== THE TASK ==
In the MySQL friends-query discussion, copy everything from "Anyway, you can" down to "serial or whatever.", substituting "TIMESTAMP" for "DATETIME".

== TEXT UNDER STUDY ==

Something like this should work. Not sure how well MySQL will take the OR statement though.

SELECT  f.uid1 as friend1,
    f.uid2 as friend2,
    u1.profile_img profile_img1,
    u2.profile_img profile_img2
FROM Friends f
INNER JOIN Users u1 ON u1.uid = f.uid1 OR u1.uid = f.uid2
WHERE u1.uid = 1
and u1.Timestamp < dateadd(ss, -30, current_time)
1
  • That looks fine, but there's missing "u1" alias. I have no idea how could I join it not to break your logic
    – genesis
    Commented Dec 3, 2011 at 17:00
2

I agree with Myrddin that in the long run one-way associations are probably better. Could use triggers to force them to always in pairs.

Barring that: the OR in your own query is not optimized by MySQL and will make it very slow, let alone after adding any timestamp clauses.

Also: I don't understand the timestamp. Is that the time the user was last logged in? Will you be updating this table continuously? I doubt that would scale. Also, the test should then be: (online = timestamp > current time - 30 seconds) correct?

Anyway, you can get rid of the OR and make the timestamp check easier by using a UNION. Note that I assume the timestamp field is a DATETIME, change it accordingly if it's an epoch serial or whatever.

SELECT  f.uid1 as friend1,
    f.uid2 as friend2,
    u1.profile_img profile_img1,
    u2.profile_img profile_img2
FROM Friends f
INNER JOIN Users u1 ON u1.uid = f.uid1
INNER JOIN Users u2 ON u2.uid = f.uid2
WHERE 
    f.uid1 = 1 AND (u2.timestamp > NOW() - INTERVAL 30 SECOND) 

UNION ALL

SELECT  f.uid1 as friend1,
    f.uid2 as friend2,
    u1.profile_img profile_img1,
    u2.profile_img profile_img2
FROM Friends f
INNER JOIN Users u1 ON u1.uid = f.uid1
INNER JOIN Users u2 ON u2.uid = f.uid2
WHERE 
    f.uid2 = 1 AND (u1.timestamp > NOW() - INTERVAL 30 SECOND) 
;

How do you actually make sure friends are not linked twice? (1, 10) and (10, 1) for example. Do you have triggers in place? A TRIGGER to always force the lowest id to be the first user for example?

== ENTRIES SUPPLIED ==
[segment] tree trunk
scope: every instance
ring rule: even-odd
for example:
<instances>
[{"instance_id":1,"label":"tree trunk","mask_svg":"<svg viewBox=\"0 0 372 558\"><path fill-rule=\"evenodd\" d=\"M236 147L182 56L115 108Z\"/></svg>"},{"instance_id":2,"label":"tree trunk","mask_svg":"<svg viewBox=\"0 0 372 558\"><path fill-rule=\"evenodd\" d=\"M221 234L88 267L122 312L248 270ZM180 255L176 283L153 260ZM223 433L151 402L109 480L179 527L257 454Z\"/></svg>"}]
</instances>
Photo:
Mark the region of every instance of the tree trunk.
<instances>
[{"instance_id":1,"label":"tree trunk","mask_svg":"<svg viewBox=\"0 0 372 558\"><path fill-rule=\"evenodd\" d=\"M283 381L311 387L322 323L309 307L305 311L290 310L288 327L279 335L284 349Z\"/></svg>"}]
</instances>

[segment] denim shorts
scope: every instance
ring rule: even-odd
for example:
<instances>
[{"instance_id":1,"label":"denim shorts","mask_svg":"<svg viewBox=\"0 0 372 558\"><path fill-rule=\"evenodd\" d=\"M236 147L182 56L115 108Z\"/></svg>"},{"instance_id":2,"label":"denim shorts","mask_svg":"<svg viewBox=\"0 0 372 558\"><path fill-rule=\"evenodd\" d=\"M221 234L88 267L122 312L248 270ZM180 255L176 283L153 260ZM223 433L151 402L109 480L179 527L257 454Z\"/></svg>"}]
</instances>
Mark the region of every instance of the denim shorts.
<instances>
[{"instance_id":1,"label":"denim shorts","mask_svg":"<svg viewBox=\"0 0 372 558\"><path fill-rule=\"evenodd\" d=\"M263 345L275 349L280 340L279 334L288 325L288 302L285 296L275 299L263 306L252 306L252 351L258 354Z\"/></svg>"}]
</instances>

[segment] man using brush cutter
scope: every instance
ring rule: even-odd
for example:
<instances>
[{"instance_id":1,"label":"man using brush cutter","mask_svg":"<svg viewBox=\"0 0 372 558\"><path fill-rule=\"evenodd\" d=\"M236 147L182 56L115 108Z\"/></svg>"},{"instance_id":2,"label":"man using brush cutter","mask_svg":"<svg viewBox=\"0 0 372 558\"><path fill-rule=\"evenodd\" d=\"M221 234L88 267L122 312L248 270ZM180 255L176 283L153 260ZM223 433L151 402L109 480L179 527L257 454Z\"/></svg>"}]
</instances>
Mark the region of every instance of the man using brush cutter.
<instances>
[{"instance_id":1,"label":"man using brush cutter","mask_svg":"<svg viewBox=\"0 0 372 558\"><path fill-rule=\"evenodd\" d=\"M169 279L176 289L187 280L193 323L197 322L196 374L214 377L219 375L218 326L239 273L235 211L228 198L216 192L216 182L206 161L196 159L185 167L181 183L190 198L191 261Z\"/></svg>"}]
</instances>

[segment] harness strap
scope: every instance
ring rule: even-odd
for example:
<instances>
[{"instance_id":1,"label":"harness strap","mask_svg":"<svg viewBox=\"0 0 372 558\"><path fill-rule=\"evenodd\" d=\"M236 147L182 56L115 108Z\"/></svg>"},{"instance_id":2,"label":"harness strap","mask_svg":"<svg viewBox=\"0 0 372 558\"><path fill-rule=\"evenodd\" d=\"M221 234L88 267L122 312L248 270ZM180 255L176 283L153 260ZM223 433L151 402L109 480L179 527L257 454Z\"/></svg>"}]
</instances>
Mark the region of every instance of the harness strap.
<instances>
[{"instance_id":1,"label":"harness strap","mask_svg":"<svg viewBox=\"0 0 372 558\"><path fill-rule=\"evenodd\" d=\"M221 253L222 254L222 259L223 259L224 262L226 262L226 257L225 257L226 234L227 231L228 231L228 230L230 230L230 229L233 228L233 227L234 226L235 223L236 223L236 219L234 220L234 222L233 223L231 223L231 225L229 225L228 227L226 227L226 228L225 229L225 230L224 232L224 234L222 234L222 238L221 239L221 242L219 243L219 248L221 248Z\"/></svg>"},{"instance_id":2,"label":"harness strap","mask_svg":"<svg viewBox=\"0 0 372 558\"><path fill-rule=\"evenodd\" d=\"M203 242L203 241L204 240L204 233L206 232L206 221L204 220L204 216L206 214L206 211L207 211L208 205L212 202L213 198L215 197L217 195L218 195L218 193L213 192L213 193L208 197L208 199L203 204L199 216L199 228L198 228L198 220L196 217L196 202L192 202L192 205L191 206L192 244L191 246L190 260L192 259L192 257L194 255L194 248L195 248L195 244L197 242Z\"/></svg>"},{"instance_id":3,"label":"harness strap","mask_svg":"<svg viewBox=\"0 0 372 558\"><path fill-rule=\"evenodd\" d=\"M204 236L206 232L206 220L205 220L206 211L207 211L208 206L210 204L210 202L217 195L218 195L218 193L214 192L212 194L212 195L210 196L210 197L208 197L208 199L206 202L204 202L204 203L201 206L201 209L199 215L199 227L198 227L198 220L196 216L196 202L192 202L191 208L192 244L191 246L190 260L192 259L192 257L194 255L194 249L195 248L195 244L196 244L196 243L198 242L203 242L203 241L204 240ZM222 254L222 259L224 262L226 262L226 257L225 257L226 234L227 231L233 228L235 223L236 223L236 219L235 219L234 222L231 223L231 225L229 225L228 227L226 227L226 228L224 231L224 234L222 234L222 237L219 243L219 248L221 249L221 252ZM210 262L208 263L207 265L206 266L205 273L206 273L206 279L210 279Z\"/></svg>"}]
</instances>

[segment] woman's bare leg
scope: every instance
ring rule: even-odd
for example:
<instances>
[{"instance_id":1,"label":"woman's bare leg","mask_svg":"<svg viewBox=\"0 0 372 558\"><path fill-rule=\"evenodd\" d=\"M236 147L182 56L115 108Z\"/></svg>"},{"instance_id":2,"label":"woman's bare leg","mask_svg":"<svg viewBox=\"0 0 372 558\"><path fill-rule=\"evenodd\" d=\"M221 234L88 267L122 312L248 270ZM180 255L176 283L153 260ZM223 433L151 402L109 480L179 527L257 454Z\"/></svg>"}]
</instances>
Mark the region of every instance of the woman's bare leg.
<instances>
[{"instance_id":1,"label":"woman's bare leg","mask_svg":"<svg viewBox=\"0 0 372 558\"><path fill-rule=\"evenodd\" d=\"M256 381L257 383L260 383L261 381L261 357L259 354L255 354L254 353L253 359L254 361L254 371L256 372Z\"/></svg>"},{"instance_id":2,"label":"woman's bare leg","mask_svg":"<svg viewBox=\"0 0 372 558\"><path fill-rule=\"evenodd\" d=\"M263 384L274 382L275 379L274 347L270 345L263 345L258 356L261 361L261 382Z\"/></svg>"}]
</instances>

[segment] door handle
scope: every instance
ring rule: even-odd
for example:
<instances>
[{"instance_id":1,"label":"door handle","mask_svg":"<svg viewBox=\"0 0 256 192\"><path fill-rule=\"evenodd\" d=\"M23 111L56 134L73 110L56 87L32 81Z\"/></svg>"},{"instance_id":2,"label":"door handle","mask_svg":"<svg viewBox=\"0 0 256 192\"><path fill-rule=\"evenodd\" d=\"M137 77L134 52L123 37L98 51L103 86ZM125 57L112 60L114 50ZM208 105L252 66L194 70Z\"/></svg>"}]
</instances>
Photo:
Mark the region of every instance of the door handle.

== RESPONSE ==
Anyway, you can get rid of the OR and make the timestamp check easier by using a UNION. Note that I assume the timestamp field is a TIMESTAMP, change it accordingly if it's an epoch serial or whatever.